EXERCISE DETAILS.
Pull out every line of the records below that contains the word "white", matching case exactly, and copy each one in full.

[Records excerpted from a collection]
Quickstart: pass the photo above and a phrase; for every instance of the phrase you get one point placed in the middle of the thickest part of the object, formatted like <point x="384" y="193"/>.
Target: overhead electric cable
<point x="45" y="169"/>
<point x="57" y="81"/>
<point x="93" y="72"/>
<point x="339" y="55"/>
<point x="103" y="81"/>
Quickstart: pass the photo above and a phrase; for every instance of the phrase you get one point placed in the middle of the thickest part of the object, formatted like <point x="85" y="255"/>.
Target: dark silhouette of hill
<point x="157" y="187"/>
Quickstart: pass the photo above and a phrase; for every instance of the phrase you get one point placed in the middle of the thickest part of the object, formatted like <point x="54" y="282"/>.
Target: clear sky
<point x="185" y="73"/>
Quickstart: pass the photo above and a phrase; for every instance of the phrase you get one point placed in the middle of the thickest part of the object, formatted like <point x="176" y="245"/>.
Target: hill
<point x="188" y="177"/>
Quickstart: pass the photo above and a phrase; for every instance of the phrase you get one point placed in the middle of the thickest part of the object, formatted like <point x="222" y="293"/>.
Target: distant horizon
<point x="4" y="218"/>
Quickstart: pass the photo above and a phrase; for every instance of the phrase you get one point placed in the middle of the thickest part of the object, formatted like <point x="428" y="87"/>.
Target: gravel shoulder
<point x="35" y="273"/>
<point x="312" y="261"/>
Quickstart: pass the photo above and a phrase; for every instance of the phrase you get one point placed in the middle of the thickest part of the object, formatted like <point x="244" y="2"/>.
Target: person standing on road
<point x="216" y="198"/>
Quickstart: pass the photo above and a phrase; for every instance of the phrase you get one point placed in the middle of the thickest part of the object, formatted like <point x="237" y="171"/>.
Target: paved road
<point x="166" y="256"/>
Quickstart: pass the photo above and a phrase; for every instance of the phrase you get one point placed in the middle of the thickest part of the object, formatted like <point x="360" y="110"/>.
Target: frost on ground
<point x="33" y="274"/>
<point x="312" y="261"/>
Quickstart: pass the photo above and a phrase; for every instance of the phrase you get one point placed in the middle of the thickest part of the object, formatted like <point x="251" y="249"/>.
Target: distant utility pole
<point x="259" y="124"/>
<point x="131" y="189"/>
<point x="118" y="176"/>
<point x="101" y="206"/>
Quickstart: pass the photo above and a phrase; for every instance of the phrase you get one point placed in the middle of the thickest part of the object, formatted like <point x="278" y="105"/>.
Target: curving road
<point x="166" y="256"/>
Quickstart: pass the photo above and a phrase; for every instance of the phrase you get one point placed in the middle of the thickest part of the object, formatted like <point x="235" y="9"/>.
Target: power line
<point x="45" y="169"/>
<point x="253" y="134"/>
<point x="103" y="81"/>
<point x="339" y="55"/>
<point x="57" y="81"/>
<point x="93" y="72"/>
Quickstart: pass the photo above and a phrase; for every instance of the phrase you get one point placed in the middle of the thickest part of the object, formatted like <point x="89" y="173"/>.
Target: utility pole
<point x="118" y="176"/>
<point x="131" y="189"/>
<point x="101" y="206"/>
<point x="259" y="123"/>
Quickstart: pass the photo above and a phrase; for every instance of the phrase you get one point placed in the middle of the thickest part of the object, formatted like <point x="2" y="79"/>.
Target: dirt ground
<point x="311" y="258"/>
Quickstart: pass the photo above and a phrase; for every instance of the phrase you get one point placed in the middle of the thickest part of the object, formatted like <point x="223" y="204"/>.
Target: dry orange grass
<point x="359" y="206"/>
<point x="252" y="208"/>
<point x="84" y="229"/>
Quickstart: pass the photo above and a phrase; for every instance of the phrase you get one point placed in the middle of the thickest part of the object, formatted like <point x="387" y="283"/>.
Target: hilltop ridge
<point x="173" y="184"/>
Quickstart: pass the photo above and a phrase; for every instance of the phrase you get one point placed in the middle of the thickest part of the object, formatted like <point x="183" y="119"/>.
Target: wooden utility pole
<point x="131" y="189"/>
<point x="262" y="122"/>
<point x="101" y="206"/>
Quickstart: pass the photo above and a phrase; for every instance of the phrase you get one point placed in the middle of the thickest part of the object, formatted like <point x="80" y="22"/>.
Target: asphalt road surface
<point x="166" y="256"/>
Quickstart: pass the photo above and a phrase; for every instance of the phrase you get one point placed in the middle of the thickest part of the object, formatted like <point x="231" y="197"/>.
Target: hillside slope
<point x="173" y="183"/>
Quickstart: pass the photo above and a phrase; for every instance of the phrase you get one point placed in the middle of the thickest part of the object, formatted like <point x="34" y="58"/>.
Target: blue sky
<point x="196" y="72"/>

==

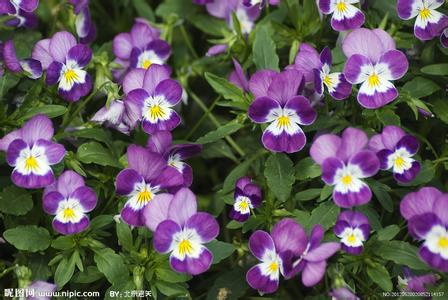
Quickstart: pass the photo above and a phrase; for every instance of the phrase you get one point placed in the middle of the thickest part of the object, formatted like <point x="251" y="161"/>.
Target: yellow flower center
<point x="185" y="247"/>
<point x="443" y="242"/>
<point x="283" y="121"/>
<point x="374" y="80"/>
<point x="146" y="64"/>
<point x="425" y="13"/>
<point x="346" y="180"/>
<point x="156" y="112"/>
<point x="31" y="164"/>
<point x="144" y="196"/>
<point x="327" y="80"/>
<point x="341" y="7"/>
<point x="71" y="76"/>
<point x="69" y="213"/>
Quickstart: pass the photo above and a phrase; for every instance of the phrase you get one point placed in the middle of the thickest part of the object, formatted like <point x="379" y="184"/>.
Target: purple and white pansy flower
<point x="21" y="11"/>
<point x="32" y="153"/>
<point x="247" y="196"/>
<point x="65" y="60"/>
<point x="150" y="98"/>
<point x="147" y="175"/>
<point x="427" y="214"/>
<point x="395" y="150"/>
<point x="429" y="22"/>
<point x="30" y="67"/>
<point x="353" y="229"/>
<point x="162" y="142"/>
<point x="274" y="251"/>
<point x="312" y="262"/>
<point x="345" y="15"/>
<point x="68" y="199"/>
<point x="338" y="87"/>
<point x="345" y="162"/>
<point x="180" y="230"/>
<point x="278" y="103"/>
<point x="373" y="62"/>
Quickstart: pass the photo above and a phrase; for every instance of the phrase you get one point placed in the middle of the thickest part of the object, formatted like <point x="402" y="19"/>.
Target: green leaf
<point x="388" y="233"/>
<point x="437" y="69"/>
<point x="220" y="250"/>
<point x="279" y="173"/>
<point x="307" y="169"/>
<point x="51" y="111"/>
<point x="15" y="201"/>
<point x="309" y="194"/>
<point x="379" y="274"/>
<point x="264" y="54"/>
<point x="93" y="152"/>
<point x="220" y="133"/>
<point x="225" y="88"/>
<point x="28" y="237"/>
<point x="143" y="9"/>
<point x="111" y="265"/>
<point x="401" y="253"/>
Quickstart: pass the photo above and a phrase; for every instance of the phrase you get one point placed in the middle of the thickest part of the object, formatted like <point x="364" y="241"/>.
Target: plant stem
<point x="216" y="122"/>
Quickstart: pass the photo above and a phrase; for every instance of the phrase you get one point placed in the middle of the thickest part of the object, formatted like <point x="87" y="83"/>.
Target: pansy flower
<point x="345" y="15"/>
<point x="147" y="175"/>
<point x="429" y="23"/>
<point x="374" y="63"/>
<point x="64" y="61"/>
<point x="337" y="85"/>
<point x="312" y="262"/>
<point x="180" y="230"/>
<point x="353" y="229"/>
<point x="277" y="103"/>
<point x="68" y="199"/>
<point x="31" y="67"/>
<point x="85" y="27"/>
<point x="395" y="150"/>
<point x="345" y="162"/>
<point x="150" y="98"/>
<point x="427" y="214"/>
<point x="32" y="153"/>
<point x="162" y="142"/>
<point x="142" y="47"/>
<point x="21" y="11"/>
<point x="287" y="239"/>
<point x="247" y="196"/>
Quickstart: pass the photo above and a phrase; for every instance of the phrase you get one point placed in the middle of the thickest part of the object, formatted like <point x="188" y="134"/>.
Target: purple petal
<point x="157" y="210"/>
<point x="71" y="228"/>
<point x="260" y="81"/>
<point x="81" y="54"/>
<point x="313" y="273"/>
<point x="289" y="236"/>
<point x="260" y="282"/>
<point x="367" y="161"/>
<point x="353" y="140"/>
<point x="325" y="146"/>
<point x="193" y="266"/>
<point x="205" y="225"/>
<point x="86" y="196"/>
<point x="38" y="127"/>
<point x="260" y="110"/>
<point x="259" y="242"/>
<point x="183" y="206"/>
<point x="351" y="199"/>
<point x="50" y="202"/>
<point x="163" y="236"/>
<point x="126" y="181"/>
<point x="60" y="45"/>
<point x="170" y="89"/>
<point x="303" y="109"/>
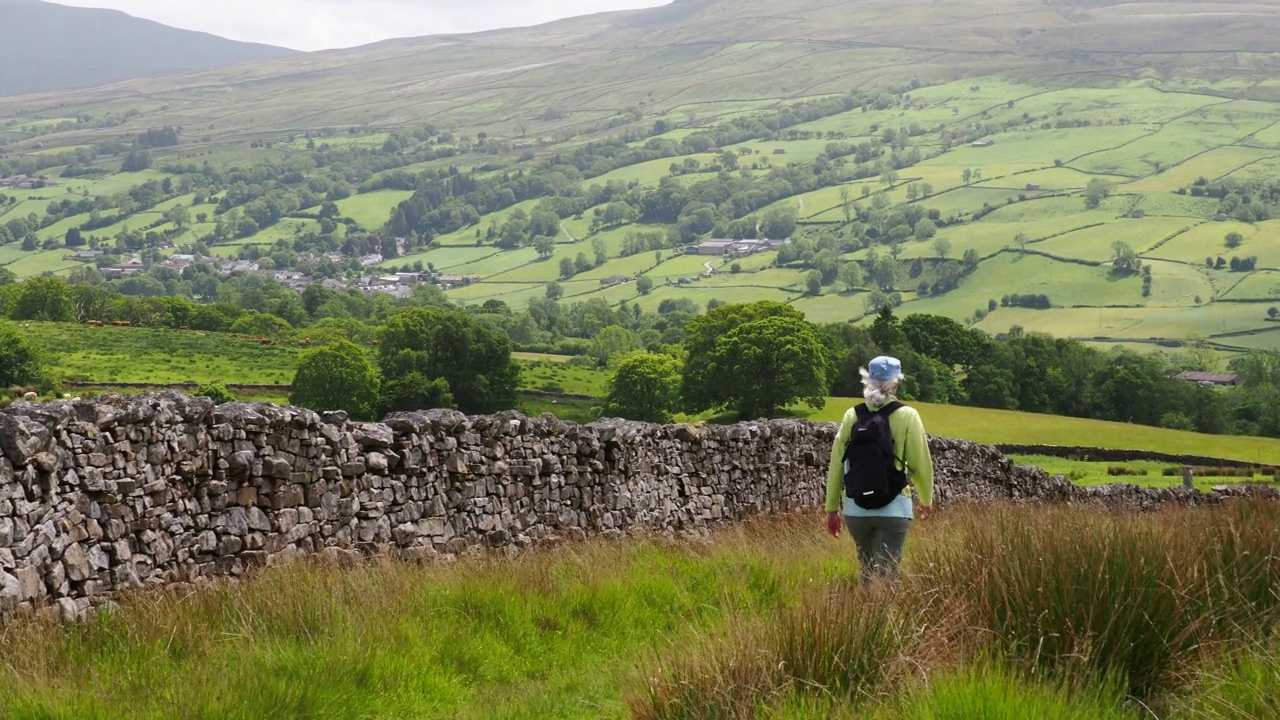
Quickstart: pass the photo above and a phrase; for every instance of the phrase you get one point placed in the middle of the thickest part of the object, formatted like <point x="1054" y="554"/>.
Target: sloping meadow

--

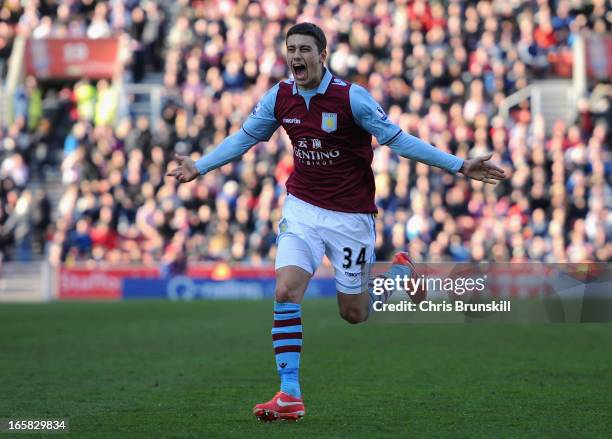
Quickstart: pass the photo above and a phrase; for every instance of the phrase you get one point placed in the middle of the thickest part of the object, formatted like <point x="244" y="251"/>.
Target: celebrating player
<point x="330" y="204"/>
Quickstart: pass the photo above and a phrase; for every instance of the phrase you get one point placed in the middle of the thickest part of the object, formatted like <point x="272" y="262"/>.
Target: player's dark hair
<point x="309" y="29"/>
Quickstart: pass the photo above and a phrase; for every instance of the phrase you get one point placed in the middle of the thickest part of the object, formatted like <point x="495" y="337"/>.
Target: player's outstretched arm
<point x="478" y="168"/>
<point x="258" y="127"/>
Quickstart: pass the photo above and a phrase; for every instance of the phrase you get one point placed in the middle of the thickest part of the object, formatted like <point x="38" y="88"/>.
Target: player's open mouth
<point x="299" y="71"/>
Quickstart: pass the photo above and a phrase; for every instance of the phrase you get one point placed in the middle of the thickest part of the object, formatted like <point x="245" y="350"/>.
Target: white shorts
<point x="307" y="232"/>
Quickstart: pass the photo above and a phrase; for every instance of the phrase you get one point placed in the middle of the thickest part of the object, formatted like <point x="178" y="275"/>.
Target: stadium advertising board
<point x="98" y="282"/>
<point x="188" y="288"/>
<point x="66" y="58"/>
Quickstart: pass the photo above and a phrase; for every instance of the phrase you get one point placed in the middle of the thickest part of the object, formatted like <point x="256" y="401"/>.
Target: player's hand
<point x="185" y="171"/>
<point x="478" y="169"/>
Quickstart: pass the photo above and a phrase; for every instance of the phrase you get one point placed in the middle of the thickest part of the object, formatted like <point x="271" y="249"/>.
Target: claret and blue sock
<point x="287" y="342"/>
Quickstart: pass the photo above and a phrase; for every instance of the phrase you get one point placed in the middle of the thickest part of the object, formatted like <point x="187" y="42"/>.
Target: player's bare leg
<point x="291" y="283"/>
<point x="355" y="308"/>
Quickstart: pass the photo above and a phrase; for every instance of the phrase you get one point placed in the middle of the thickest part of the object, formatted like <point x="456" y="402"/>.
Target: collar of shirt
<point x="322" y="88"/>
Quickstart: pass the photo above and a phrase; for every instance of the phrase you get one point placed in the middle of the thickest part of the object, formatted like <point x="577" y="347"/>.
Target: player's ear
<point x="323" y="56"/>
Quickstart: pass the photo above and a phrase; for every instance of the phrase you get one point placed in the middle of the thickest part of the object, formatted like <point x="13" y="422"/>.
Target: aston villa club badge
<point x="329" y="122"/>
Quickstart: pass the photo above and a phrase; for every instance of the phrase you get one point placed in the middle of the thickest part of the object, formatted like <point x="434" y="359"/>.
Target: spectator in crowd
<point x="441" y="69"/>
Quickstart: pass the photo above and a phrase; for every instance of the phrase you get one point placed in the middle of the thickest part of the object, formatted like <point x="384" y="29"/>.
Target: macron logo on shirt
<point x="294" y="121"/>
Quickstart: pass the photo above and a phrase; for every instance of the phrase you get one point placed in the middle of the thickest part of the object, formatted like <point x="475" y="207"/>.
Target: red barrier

SOLUTION.
Target: purple and white pansy flower
Target: white shorts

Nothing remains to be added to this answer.